>> Start RECORDS SUPPLIED

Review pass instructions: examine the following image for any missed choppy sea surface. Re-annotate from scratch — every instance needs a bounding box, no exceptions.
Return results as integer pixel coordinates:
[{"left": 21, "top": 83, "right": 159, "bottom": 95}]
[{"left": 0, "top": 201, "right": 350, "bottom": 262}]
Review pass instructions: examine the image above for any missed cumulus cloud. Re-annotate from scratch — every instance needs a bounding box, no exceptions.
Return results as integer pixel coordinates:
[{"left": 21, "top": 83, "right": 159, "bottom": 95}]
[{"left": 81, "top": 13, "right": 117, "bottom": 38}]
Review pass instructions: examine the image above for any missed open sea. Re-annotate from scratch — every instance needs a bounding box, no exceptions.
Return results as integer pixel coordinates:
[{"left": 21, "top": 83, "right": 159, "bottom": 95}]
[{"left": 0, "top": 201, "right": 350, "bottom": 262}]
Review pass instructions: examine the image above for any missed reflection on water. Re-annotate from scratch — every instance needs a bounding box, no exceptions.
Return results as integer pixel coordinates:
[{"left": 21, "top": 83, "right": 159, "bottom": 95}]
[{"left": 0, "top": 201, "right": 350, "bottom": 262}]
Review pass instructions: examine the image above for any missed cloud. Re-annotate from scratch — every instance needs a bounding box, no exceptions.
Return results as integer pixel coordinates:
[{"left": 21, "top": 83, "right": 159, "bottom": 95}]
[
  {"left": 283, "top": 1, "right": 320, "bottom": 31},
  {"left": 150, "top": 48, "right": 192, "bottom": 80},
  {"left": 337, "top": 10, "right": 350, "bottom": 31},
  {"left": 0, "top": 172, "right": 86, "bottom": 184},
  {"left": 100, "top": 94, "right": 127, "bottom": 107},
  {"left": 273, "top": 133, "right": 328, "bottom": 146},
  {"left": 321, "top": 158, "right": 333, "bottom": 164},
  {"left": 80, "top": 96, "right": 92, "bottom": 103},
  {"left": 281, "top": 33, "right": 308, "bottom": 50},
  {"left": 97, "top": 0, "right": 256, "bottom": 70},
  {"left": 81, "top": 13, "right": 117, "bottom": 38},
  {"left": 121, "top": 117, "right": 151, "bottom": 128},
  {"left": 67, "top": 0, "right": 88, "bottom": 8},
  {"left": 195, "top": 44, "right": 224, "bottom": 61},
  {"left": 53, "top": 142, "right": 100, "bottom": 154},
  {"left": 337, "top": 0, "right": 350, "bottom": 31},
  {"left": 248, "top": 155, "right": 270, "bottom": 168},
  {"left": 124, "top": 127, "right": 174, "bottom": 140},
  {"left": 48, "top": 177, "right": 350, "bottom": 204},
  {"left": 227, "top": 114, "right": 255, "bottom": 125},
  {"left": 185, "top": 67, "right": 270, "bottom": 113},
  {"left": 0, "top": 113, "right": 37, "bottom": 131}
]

>> End RECORDS SUPPLIED

Could you return every one of the rows above unchanged, character for character?

■ FINISHED EXERCISE ■
Review pass instructions: examine the following image for any missed choppy sea surface. Re-annotate from scratch — every instance needs a bounding box, no exceptions.
Return results as integer pixel coordinates:
[{"left": 21, "top": 83, "right": 159, "bottom": 95}]
[{"left": 0, "top": 201, "right": 350, "bottom": 262}]
Review pass instructions: examine the image above for any missed cumulus cloud. Re-annotate from scratch — every instance needs a bounding box, no exceptions.
Return results as integer pixel coordinates:
[{"left": 21, "top": 83, "right": 159, "bottom": 95}]
[{"left": 81, "top": 13, "right": 117, "bottom": 38}]
Review pass instructions: examine the image above for any missed open sea. Re-annotate from scratch — every instance needs a bounding box, no exceptions.
Return results as integer pixel coordinates:
[{"left": 21, "top": 83, "right": 159, "bottom": 95}]
[{"left": 0, "top": 201, "right": 350, "bottom": 262}]
Review pass instructions: examine the image above for any missed reflection on water. Re-annotate from scratch — every instance needs a bounding box, no exceptions.
Return results as integer pixel coordinates:
[{"left": 21, "top": 83, "right": 159, "bottom": 95}]
[{"left": 0, "top": 201, "right": 350, "bottom": 262}]
Review pass instructions: examine the image above for any missed cloud. Re-annotate from scratch — every instance needs a bounding box, no exceptions.
Return results as integer pixel coordinates:
[{"left": 21, "top": 83, "right": 159, "bottom": 95}]
[
  {"left": 283, "top": 1, "right": 320, "bottom": 31},
  {"left": 150, "top": 48, "right": 192, "bottom": 80},
  {"left": 337, "top": 10, "right": 350, "bottom": 31},
  {"left": 0, "top": 172, "right": 86, "bottom": 184},
  {"left": 100, "top": 94, "right": 127, "bottom": 107},
  {"left": 273, "top": 133, "right": 328, "bottom": 146},
  {"left": 321, "top": 158, "right": 333, "bottom": 164},
  {"left": 80, "top": 96, "right": 92, "bottom": 103},
  {"left": 281, "top": 33, "right": 308, "bottom": 50},
  {"left": 97, "top": 0, "right": 256, "bottom": 70},
  {"left": 81, "top": 13, "right": 117, "bottom": 38},
  {"left": 121, "top": 117, "right": 151, "bottom": 128},
  {"left": 67, "top": 0, "right": 88, "bottom": 8},
  {"left": 195, "top": 44, "right": 224, "bottom": 61},
  {"left": 53, "top": 142, "right": 100, "bottom": 154},
  {"left": 337, "top": 0, "right": 350, "bottom": 31},
  {"left": 248, "top": 155, "right": 270, "bottom": 168},
  {"left": 124, "top": 127, "right": 174, "bottom": 140},
  {"left": 48, "top": 177, "right": 350, "bottom": 204},
  {"left": 227, "top": 114, "right": 255, "bottom": 125},
  {"left": 185, "top": 67, "right": 270, "bottom": 113},
  {"left": 0, "top": 113, "right": 37, "bottom": 131}
]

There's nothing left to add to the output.